### TEXT
####################
Stripping these concepts from a definite theological argument, I argue that the contemporary image participates in a similar economy: a code incarnated in technology, but neither matter nor the image is confined by the other. The digital of the image stands in for the divinity of the Christ, while the iPad embodies the Virgin flesh in which the image is impressed. Unlike Krauss’s Pierrot whose body captures the projected indexicality of the shadow, the Byzantine image economy presents a body in whose flesh the archetypal image is incarnated.  This is an economy focusing on a mimesis that is not imitation, but making manifest.  It is not about representation, but about presentation without the indexical trace, returning the faith of presence to the network, to the reproducible image.  In this proposed model for our contemporary image economy the form is the digital code, the computer is the flesh, and from this combination emerges the image.  Therefore, this figurative and literal body becomes the unseen nexus of investigation, since it is the receptive body that is able to house the viral image and once that virus invades, the body fades in service of the faithful representation of the image through it.  Recently, touching upon similar issues, but not fully engaging with the Byzantine legacy, W.J.T. Mitchell’s Cloning Terror: The War of Images, 9/11 to the Present, argues for a parallel structure in the fear of cloning to the viral distribution of images, particularly those of terrorist acts.  Following September 11, Jacques Derrida paralleled the distributed and broadcast image of terrorism, to an “autoimmune disorder,” whereby the body’s own defenses attack itself. How does the notion of the viral fit then into our discourse on the traditionally materialized logos, i.e. the book?  How has the “book” as a formal entity been subsumed into the viral economy?

So far I have presented what I believe is a crucial nexus in understanding the radical effects of the image with the advent of digital technologies, particularly smartphones and touchscreen tablets. Byzantium because of the religious, social, and political motivations of the icon presents us with a robust body of evidence through which to articulate a working theory of the contemporary image’s foundations, while recent studies on viral images and terrorism demonstrate art history’s capability of becoming a political science — a sentiment which art historian David Joselit shares in his book on television and political activism, entitled Feedback, published in 2007.

On the Byzantine side of things, and as a Byzantinist myself, I would go as far as to argue that until the advent of digital, touchscreen media scholars have been unable to fully grasp the poly-sensory potentialities of the icon in the Byzantine Empire.  It is not surprising then that recent studies on Byzantine icons by art historians Liz James in 2004 and Bissera Pentcheva in 2010 have been the first to embrace the synaesthetic, sensual dimensions of the icon as key factors in its constitution. The haptic processes of Byzantine worship required the viewer to contemplate the icon, while touching, kissing, and embracing it — even awaiting for it to miraculously respond to the venerator’s entreaties. The iPad likewise requires the user to contemplate it, stroke it, and develop a kinesthetic language of gestures in order to utilize it.
####################
### GIVEN DATA
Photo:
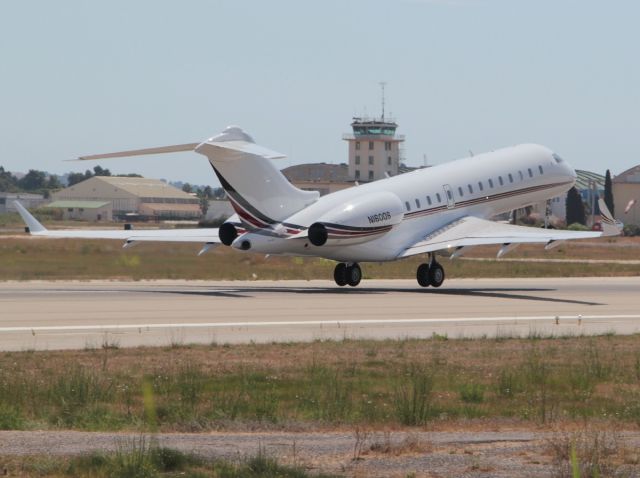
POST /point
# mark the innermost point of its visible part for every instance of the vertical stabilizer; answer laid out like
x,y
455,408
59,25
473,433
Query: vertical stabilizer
x,y
258,191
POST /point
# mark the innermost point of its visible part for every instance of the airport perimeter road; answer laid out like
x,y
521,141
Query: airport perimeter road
x,y
64,315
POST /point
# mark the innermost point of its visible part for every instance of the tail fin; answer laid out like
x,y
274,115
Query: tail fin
x,y
258,191
610,227
32,223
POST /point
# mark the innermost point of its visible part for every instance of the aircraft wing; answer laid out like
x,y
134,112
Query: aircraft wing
x,y
473,231
200,235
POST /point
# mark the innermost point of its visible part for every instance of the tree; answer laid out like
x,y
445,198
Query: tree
x,y
575,208
608,192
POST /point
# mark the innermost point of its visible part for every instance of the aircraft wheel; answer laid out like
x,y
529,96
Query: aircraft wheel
x,y
423,275
436,275
354,274
340,274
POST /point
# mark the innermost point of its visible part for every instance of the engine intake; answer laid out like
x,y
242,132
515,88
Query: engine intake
x,y
318,234
227,233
####################
### WORK ORDER A
Answer these questions about the passage on Byzantine icons and the iPad:
(i) In the proposed model for the contemporary image economy, what serves as the flesh?
(ii) What is the title of David Joselit's book on television and political activism, and in what year was it published?
(iii) Besides contemplating the icon, what three actions did Byzantine worship require of the viewer?
### WORK ORDER B
Write what comes next in the passage on Byzantine icons and the iPad, starting after its final sentence.

### ANSWER A
(i) The computer.
(ii) Feedback, published in 2007.
(iii) Touching, kissing, and embracing it.

### ANSWER B
It is precisely this sensual experience that was sold via the first iPad’s advertising campaign. This series of advertisements all featured casually dressed bodies utilizing the iPad in a variety of manners that featured its various tools.  In a typical Apple fashion, the iPad ads would often be displayed serially, thus conveying the gamut of possibilities offered by the new technology. The bodies were headless, it was the viewer that was placed in the position of the user as if proleptically playing with their new gadget in their encounter with the image.

The iPad 2, on the other hand, had only a couple of ads with little variation. This time there were no humans involved, only the product. This time Apple was not selling a new experience — but rather a better version of it.  The message was simple: “iPad 2 Thinner. Lighter. Faster. FaceTime. Smart Covers. 10-Hour Battery.” This advertising campaign retrieved into its rhetoric the previous well-known campaign through its prevalent use of comparatives.  The product was better, but the same experience was being sold.  Most recently, the iPad “3,” “new” iPad, or simply, the iPad, ad campaign has done the same thing, focusing on the high-resolution, “retina display” screen as its major selling point.

The touchscreen experience — which subsumes the “book” as one of its manifestations — has presented itself as a notable site of resistance, perhaps most recently embodied in the Twitter Revolutions of the 2011 Arab Spring.

On a street in New York several months back, I encountered an iPad (1) ad with the phrase “iHomeless” scribbled on it. This piece of graffiti plays with the distinctive “I” — a linguistic shifter — in Apple iTechnology branding that advocates the very personalization of experience which the iPad ad conveys. This scribbling on an advertisement for the latest gadget is a poignant reminder of poverty in light of excessive consumer consumption and commodity fetishes — particularly in a city like New York.  Moreover, however, it demonstrates the Apple brand and its technologies as a locus for image-based socio-political activism.

Following the invasion of Iraq and the Abu Ghraib Scandal, a series of viral posters emerged with the images of Abu Ghraib and soldiers that mimicked the then popular and equally viral color-and-silhouette iPod ads. The iRaq posters, as they were called, were interspersed among the Apple advertisement campaign as a form of viral resistance, a tactic which paralleled the Apple’s own strategies.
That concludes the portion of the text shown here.